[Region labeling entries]
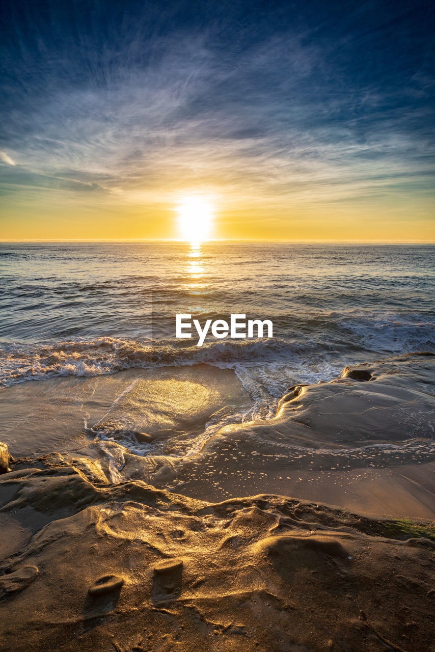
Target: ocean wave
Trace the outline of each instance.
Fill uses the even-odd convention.
[[[435,325],[428,316],[417,311],[330,312],[305,319],[281,316],[274,318],[273,338],[206,340],[202,347],[196,341],[134,336],[5,343],[0,350],[0,387],[55,376],[93,376],[205,363],[233,369],[244,386],[250,386],[251,395],[261,393],[263,386],[277,396],[293,379],[329,379],[344,364],[371,355],[434,350]]]
[[[305,351],[306,352],[306,351]],[[217,342],[202,347],[179,340],[158,343],[101,337],[53,344],[9,344],[0,351],[0,386],[53,376],[93,376],[131,368],[205,363],[222,368],[245,361],[302,355],[302,347],[277,338]]]

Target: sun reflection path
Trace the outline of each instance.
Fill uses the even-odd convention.
[[[192,294],[202,294],[202,291],[200,291],[204,289],[209,284],[200,280],[202,277],[205,276],[203,261],[202,259],[204,252],[200,242],[191,242],[190,247],[186,254],[188,259],[186,276],[190,278],[191,281],[183,284],[182,287]]]

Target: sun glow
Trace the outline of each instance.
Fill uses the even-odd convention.
[[[178,226],[183,240],[200,243],[209,240],[211,231],[213,207],[204,197],[188,197],[177,208]]]

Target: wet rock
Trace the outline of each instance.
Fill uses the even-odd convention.
[[[165,559],[154,567],[154,572],[157,575],[162,573],[169,573],[174,570],[179,570],[183,567],[182,559]]]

§ **Requirement**
Transcribe every line of the items above without any changes, but leave out the picture lines.

§ **Response for this exercise**
Target: ocean wave
Trace the outline of each instance.
Fill uses the even-odd convention.
[[[435,325],[428,316],[417,311],[330,312],[305,319],[281,316],[274,318],[273,338],[206,340],[202,347],[196,341],[134,336],[5,343],[0,350],[0,387],[55,376],[93,376],[205,363],[233,369],[244,386],[250,386],[251,395],[261,393],[263,386],[277,396],[293,379],[329,379],[344,364],[371,355],[434,350]]]
[[[305,351],[306,352],[306,351]],[[217,342],[202,347],[179,340],[158,343],[101,337],[53,344],[9,344],[0,351],[0,386],[53,376],[93,376],[131,368],[205,363],[222,368],[245,361],[302,355],[302,347],[277,338]]]

Target: sun reflection path
Trace the outline of each instance.
Fill uses the even-odd convention.
[[[192,294],[202,294],[202,291],[200,291],[204,289],[209,284],[200,280],[202,277],[205,276],[203,261],[202,259],[204,252],[200,242],[191,242],[190,247],[186,254],[188,259],[186,276],[190,278],[191,281],[183,284],[182,287]]]

Target: sun glow
Trace the outline of each instance.
Fill uses the even-odd convention.
[[[178,226],[183,240],[200,243],[209,240],[211,231],[213,207],[204,197],[188,197],[177,208]]]

Target: wet rock
Trace the outline of each instance.
Fill uses the even-odd convention.
[[[165,559],[154,567],[154,572],[157,575],[162,573],[169,573],[174,570],[179,570],[183,567],[182,559]]]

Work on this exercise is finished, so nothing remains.